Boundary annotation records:
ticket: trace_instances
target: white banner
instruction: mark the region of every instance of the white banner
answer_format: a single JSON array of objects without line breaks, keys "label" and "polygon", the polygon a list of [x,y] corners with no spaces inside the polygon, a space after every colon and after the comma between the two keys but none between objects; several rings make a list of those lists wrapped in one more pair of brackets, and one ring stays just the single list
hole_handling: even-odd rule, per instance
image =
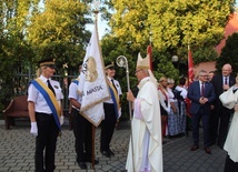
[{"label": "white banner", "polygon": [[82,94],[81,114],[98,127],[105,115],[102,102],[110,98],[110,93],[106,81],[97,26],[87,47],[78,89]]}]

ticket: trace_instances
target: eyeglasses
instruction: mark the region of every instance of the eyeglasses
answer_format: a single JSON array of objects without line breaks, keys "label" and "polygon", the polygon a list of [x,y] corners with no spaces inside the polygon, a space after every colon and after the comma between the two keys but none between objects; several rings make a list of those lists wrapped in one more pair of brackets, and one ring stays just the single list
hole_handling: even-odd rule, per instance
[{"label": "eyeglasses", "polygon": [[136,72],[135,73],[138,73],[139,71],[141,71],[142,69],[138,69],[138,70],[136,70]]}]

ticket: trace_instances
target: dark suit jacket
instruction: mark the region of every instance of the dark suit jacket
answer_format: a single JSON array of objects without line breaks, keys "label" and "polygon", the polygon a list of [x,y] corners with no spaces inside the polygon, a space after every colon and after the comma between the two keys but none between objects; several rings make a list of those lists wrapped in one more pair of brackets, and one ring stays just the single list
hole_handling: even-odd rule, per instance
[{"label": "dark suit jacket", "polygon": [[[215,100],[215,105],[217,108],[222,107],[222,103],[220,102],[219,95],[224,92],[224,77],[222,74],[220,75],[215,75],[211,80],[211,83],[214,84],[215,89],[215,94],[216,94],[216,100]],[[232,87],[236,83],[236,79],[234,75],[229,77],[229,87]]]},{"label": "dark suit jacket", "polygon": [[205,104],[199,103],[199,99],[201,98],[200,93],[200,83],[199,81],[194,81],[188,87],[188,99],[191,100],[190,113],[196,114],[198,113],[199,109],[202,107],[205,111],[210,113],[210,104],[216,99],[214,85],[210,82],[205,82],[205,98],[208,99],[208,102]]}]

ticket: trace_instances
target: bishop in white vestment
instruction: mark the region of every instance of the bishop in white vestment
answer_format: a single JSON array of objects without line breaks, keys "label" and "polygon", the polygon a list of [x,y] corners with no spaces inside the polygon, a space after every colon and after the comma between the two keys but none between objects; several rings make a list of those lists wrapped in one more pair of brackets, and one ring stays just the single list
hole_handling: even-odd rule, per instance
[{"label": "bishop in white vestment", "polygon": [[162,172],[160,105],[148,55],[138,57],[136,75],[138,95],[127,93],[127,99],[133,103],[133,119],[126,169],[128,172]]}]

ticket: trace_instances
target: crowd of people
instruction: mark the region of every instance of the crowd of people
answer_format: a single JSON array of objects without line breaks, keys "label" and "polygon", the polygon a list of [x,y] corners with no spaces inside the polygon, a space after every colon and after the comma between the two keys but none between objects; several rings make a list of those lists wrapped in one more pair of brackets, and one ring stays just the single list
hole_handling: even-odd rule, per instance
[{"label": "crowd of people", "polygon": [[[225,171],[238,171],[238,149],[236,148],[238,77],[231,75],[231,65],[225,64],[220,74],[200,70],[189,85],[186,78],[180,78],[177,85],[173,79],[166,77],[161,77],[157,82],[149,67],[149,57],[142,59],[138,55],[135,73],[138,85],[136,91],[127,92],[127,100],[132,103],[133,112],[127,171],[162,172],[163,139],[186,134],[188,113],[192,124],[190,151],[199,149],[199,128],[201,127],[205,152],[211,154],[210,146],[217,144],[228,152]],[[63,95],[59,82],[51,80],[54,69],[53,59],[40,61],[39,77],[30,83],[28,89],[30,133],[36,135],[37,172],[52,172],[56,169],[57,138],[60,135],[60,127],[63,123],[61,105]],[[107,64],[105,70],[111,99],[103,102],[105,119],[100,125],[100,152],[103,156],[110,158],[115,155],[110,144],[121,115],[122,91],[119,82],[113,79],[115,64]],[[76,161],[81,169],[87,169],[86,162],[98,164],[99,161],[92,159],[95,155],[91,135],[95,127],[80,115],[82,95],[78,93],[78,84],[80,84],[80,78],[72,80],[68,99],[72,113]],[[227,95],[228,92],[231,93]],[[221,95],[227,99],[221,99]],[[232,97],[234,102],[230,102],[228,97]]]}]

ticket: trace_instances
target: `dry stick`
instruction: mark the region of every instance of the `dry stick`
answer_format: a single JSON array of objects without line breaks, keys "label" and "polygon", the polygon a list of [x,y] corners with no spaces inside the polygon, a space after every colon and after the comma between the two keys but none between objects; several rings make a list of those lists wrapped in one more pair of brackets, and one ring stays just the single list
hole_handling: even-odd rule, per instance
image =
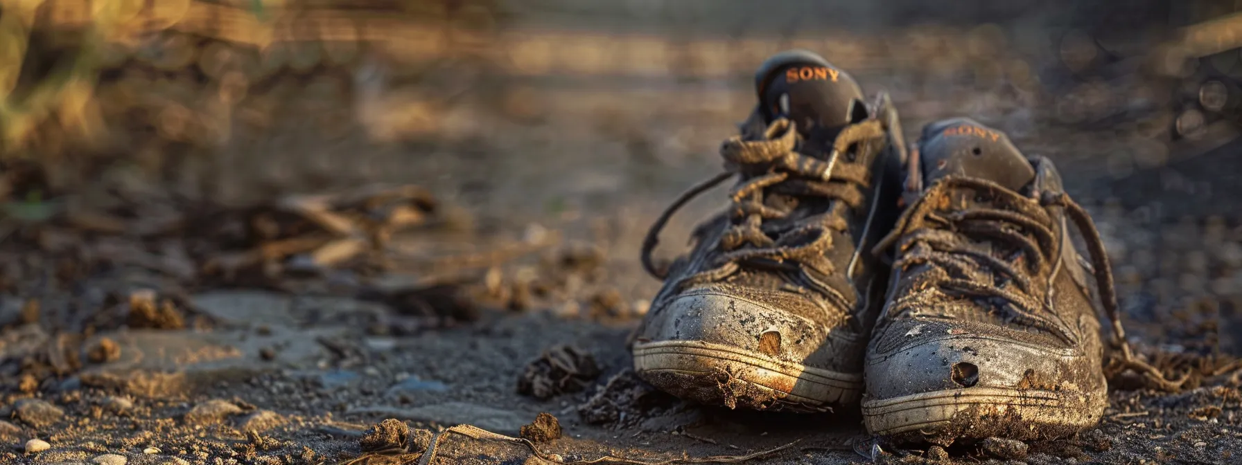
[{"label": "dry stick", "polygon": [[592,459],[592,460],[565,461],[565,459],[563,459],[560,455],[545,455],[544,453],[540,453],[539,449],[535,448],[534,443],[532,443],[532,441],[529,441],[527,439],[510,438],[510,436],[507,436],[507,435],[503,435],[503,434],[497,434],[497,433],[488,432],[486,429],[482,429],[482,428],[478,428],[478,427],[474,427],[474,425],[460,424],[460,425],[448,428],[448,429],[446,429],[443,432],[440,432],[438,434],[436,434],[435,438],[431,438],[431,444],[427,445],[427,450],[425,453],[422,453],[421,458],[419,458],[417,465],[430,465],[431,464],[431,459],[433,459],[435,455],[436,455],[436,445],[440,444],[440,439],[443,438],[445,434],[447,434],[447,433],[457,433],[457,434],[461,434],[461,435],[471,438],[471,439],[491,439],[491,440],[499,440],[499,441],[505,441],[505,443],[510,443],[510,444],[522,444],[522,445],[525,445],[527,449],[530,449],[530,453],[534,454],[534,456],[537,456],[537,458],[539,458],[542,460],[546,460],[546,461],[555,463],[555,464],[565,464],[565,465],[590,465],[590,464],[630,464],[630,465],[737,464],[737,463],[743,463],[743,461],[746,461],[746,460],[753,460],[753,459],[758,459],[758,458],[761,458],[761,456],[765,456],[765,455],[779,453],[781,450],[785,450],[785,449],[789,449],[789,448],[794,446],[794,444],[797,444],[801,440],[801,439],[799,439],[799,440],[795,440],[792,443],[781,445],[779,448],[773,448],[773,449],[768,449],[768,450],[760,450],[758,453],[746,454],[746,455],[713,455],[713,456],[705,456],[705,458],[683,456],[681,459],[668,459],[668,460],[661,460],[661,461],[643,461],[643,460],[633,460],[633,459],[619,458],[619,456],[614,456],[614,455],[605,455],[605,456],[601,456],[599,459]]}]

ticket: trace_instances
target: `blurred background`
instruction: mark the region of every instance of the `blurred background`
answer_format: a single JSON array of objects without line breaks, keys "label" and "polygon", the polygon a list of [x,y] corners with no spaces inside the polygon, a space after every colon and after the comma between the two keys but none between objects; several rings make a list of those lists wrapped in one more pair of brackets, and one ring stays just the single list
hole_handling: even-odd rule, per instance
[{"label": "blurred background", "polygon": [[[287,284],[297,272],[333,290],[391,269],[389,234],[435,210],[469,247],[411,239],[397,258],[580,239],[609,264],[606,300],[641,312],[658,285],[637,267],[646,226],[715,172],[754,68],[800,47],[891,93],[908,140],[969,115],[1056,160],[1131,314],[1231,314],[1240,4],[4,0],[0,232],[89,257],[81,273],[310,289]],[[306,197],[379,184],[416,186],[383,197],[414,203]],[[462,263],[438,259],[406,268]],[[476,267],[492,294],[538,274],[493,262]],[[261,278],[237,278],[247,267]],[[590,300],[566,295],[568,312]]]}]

Stated problem: How many lines in the entries above contain the string "target"? Reply with the count only.

Output of the task: 7